Your assignment: Please print all the lines below exactly as they are written.

Saved data entries:
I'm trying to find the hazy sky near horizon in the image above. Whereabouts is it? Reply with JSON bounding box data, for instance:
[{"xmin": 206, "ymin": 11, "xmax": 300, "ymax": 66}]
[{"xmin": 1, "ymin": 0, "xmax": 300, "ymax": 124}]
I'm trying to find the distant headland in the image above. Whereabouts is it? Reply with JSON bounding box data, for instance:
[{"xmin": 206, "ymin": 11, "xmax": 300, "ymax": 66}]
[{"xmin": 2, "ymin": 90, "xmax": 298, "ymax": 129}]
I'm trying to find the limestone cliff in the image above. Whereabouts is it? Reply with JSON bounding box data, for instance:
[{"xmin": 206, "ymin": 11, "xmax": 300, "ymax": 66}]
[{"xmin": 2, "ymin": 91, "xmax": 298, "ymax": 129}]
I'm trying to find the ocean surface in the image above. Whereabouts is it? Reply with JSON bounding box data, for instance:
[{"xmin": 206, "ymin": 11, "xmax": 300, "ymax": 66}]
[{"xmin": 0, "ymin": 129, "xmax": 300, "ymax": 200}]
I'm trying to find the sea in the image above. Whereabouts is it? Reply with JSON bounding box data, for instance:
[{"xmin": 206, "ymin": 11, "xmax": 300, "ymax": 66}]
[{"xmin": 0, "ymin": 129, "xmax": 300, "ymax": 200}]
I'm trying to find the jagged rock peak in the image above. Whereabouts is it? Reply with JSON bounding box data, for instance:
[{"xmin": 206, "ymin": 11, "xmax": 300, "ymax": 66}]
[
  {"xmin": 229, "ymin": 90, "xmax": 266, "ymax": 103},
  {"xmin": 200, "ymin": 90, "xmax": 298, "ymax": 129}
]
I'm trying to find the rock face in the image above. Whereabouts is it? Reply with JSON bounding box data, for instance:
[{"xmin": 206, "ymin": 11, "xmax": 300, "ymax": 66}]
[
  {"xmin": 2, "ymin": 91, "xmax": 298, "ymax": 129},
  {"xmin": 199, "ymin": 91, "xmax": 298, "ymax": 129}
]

Output for this task:
I'm trying to find the hazy sky near horizon in the image above. Whereabouts is it? Reply with JSON bounding box data, for instance:
[{"xmin": 206, "ymin": 11, "xmax": 300, "ymax": 66}]
[{"xmin": 1, "ymin": 0, "xmax": 300, "ymax": 124}]
I'm trying to find the distant headland in the image above. Whereabouts is it? Reply with JSON bounding box data, for instance:
[{"xmin": 206, "ymin": 11, "xmax": 300, "ymax": 66}]
[{"xmin": 2, "ymin": 90, "xmax": 298, "ymax": 129}]
I'm trying to find the limestone cliff in the image above. Whereabouts is it? Reply with JSON bounding box data, for instance:
[{"xmin": 206, "ymin": 11, "xmax": 300, "ymax": 66}]
[{"xmin": 2, "ymin": 91, "xmax": 298, "ymax": 129}]
I'm trying to find the ocean surface in the image above. Whereabouts is it? Reply with JSON bounding box data, for instance:
[{"xmin": 206, "ymin": 11, "xmax": 300, "ymax": 66}]
[{"xmin": 0, "ymin": 129, "xmax": 300, "ymax": 200}]
I'm trying to find the sea in the image above. Whereabouts is it? Reply with JSON bounding box data, for instance:
[{"xmin": 206, "ymin": 11, "xmax": 300, "ymax": 66}]
[{"xmin": 0, "ymin": 129, "xmax": 300, "ymax": 200}]
I'm trying to find the jagged rock peak in the image above. Whereabouts is it? Reply with JSON bounding box data, for instance:
[{"xmin": 206, "ymin": 11, "xmax": 300, "ymax": 66}]
[
  {"xmin": 229, "ymin": 90, "xmax": 266, "ymax": 103},
  {"xmin": 200, "ymin": 90, "xmax": 298, "ymax": 129}
]
I'm trying to find the rock face in the image above. Whereabouts is it? Reply with JSON bounding box data, for instance:
[{"xmin": 206, "ymin": 11, "xmax": 300, "ymax": 66}]
[
  {"xmin": 2, "ymin": 91, "xmax": 298, "ymax": 129},
  {"xmin": 199, "ymin": 91, "xmax": 298, "ymax": 129}
]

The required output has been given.